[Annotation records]

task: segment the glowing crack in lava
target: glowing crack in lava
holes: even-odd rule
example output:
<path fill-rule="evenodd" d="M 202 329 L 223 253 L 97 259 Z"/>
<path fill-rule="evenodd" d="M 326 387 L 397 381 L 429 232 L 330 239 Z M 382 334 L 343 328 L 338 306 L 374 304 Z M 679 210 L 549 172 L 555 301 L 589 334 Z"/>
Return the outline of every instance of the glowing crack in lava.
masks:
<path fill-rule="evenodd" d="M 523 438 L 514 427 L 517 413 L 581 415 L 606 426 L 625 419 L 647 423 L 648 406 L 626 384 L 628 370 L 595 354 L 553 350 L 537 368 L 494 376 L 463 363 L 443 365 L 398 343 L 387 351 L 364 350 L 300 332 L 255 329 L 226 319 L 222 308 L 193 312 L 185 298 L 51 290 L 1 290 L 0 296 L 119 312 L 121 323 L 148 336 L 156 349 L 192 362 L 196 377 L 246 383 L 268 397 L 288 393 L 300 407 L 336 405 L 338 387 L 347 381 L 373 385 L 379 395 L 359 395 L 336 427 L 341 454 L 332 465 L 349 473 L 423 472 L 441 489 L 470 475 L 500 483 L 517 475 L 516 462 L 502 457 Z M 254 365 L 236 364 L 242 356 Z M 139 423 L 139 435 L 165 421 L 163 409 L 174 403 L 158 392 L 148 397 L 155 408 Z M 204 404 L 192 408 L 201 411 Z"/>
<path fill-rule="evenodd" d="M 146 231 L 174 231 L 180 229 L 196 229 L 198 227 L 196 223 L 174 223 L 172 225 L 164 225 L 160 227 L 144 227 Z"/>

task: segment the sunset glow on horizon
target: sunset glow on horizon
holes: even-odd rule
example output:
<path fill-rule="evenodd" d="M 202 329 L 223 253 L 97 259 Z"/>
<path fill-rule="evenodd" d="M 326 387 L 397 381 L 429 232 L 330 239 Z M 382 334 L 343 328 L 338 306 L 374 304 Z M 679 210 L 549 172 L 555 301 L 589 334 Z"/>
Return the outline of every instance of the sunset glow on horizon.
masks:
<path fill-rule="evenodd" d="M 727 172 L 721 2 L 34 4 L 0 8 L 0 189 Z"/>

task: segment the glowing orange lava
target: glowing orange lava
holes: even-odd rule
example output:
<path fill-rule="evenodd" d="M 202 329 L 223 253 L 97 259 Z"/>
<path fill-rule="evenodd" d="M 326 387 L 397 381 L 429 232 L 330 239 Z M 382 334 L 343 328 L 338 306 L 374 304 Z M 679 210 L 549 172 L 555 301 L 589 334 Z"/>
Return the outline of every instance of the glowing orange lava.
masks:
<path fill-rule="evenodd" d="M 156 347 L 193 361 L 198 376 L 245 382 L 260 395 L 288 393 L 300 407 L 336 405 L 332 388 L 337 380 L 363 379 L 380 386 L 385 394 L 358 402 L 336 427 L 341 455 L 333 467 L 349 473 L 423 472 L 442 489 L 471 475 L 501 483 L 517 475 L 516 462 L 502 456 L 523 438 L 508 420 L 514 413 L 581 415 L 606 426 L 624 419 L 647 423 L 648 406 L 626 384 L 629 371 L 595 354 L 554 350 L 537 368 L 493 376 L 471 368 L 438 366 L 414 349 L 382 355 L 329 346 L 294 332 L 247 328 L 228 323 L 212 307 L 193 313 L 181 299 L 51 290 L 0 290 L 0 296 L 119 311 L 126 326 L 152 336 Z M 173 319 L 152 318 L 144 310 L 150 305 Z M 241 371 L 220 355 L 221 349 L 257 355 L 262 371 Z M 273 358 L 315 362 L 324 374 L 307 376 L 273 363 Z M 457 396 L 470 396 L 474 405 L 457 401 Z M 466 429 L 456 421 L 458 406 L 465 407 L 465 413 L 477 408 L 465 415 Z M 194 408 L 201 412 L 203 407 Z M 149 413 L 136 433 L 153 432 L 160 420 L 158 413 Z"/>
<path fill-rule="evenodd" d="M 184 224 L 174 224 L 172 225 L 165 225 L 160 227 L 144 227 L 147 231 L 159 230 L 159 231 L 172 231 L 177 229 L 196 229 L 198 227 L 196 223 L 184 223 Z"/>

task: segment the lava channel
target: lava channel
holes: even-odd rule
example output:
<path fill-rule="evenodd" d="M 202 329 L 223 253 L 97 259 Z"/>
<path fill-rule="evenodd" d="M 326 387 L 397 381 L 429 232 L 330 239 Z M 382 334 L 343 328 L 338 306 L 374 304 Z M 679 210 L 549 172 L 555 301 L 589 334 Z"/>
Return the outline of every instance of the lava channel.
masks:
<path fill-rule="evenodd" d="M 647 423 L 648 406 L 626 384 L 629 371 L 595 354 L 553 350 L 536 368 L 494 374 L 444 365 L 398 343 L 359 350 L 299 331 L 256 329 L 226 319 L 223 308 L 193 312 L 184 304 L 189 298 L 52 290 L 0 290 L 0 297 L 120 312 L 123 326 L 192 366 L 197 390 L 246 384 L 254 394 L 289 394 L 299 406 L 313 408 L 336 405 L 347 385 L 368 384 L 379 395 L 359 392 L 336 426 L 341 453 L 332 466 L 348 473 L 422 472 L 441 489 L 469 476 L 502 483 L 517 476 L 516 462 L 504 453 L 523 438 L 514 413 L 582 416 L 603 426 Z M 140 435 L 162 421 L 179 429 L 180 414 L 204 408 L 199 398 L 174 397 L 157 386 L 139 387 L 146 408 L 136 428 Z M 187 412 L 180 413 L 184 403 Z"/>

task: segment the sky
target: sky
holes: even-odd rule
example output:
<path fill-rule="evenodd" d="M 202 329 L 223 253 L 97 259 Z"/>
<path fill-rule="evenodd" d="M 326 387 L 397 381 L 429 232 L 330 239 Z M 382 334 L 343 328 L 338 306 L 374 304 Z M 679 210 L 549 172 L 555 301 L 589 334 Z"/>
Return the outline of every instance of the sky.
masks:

● TASK:
Rewrite the lines above as a numbered list, leaving out any blank lines.

● EXERCISE SOLUTION:
1. task: segment the glowing crack in lava
2. target: glowing crack in lava
3. holes: even-odd rule
4. example output:
5. <path fill-rule="evenodd" d="M 202 329 L 223 253 L 97 259 Z"/>
6. <path fill-rule="evenodd" d="M 326 387 L 397 381 L 429 232 L 330 239 Z M 382 334 L 343 328 L 338 306 L 374 304 Z M 679 210 L 549 172 L 555 301 L 589 334 Z"/>
7. Return the outline of every instance of the glowing crack in lava.
8. masks:
9. <path fill-rule="evenodd" d="M 523 438 L 514 427 L 517 413 L 581 415 L 606 426 L 625 419 L 647 423 L 648 406 L 626 384 L 628 370 L 595 354 L 553 350 L 537 368 L 494 376 L 463 363 L 443 365 L 398 343 L 387 351 L 364 350 L 300 332 L 255 329 L 226 319 L 222 308 L 193 312 L 185 298 L 51 290 L 1 290 L 0 296 L 119 312 L 121 323 L 148 336 L 156 349 L 192 362 L 196 377 L 246 383 L 268 397 L 288 393 L 300 407 L 336 405 L 338 387 L 347 381 L 373 385 L 379 395 L 359 395 L 336 427 L 341 454 L 332 465 L 349 473 L 423 472 L 441 489 L 470 475 L 500 483 L 517 475 L 516 462 L 502 457 Z M 254 365 L 236 364 L 242 356 Z M 139 423 L 139 435 L 165 421 L 163 409 L 174 403 L 158 392 L 148 397 L 155 408 Z M 204 404 L 192 408 L 201 411 Z"/>
10. <path fill-rule="evenodd" d="M 146 231 L 174 231 L 180 229 L 196 229 L 198 227 L 196 223 L 174 223 L 172 225 L 164 225 L 160 227 L 144 227 Z"/>
11. task: segment the sunset glow on horizon
12. target: sunset glow on horizon
13. holes: even-odd rule
14. example output:
15. <path fill-rule="evenodd" d="M 202 329 L 223 253 L 97 259 Z"/>
16. <path fill-rule="evenodd" d="M 326 387 L 397 381 L 429 232 L 330 239 Z M 382 334 L 343 328 L 338 306 L 374 304 Z M 679 210 L 549 172 L 555 301 L 589 334 Z"/>
17. Return the outline of every instance of the sunset glow on horizon.
18. masks:
19. <path fill-rule="evenodd" d="M 727 172 L 721 2 L 34 4 L 0 8 L 0 189 Z"/>
20. task: segment the glowing orange lava
21. target: glowing orange lava
22. holes: even-odd rule
23. example output:
24. <path fill-rule="evenodd" d="M 202 329 L 223 253 L 97 259 Z"/>
25. <path fill-rule="evenodd" d="M 326 387 L 397 381 L 429 232 L 330 239 Z M 382 334 L 343 328 L 338 306 L 374 304 Z M 679 210 L 549 172 L 555 301 L 589 334 Z"/>
26. Return the outline of every instance of the glowing orange lava.
27. masks:
28. <path fill-rule="evenodd" d="M 156 347 L 193 361 L 198 376 L 245 382 L 260 395 L 288 393 L 300 407 L 336 405 L 332 388 L 337 380 L 363 379 L 380 386 L 385 394 L 358 402 L 336 427 L 341 455 L 333 467 L 349 473 L 423 472 L 442 489 L 471 475 L 501 483 L 517 475 L 516 462 L 502 456 L 523 438 L 508 420 L 514 413 L 581 415 L 606 426 L 624 419 L 647 423 L 648 406 L 626 384 L 629 371 L 595 354 L 554 350 L 537 368 L 493 376 L 471 368 L 438 366 L 414 349 L 382 355 L 329 346 L 294 332 L 247 328 L 228 323 L 212 307 L 193 313 L 181 299 L 51 290 L 0 290 L 0 296 L 119 311 L 126 326 L 152 336 Z M 173 319 L 152 318 L 144 310 L 150 305 Z M 241 371 L 220 355 L 221 349 L 257 355 L 262 371 Z M 273 358 L 315 362 L 324 374 L 307 376 L 273 363 Z M 457 396 L 470 396 L 474 405 L 457 401 Z M 466 429 L 456 421 L 458 406 L 465 407 L 465 413 L 477 408 L 465 415 Z M 194 408 L 201 412 L 203 407 Z M 149 413 L 136 433 L 153 432 L 160 420 L 158 413 Z"/>
29. <path fill-rule="evenodd" d="M 184 224 L 174 224 L 172 225 L 165 225 L 160 227 L 144 227 L 147 231 L 159 230 L 159 231 L 172 231 L 177 229 L 196 229 L 198 227 L 196 223 L 184 223 Z"/>
30. task: segment the lava channel
31. target: lava channel
32. holes: even-odd rule
33. example output:
34. <path fill-rule="evenodd" d="M 202 329 L 223 253 L 97 259 Z"/>
35. <path fill-rule="evenodd" d="M 326 387 L 397 381 L 429 232 L 330 239 Z M 382 334 L 343 328 L 338 306 L 374 304 Z M 679 210 L 549 172 L 555 301 L 589 334 Z"/>
36. Return the outline of every instance of the lava channel.
37. masks:
38. <path fill-rule="evenodd" d="M 647 423 L 648 406 L 626 384 L 629 371 L 595 354 L 553 350 L 536 368 L 494 374 L 444 365 L 398 343 L 359 350 L 299 331 L 256 329 L 226 319 L 223 308 L 193 312 L 184 304 L 189 298 L 52 290 L 0 290 L 0 297 L 120 312 L 123 326 L 192 366 L 197 390 L 246 384 L 254 394 L 289 394 L 299 406 L 313 408 L 336 405 L 347 385 L 368 384 L 379 395 L 359 392 L 336 426 L 341 453 L 332 466 L 348 473 L 422 472 L 441 489 L 469 476 L 502 483 L 517 476 L 516 462 L 504 453 L 523 438 L 514 413 L 582 416 L 603 426 Z M 140 435 L 162 421 L 179 429 L 180 414 L 204 408 L 199 398 L 174 397 L 157 386 L 139 387 L 146 408 L 136 428 Z M 187 412 L 180 413 L 184 403 Z"/>
39. task: segment the sky
40. target: sky
41. holes: even-odd rule
42. example output:
43. <path fill-rule="evenodd" d="M 202 329 L 223 253 L 97 259 Z"/>
44. <path fill-rule="evenodd" d="M 326 387 L 397 381 L 429 232 L 330 239 Z M 382 334 L 343 328 L 338 306 L 374 304 Z M 679 210 L 549 172 L 555 301 L 589 334 Z"/>
45. Return the outline of every instance of the sky.
46. masks:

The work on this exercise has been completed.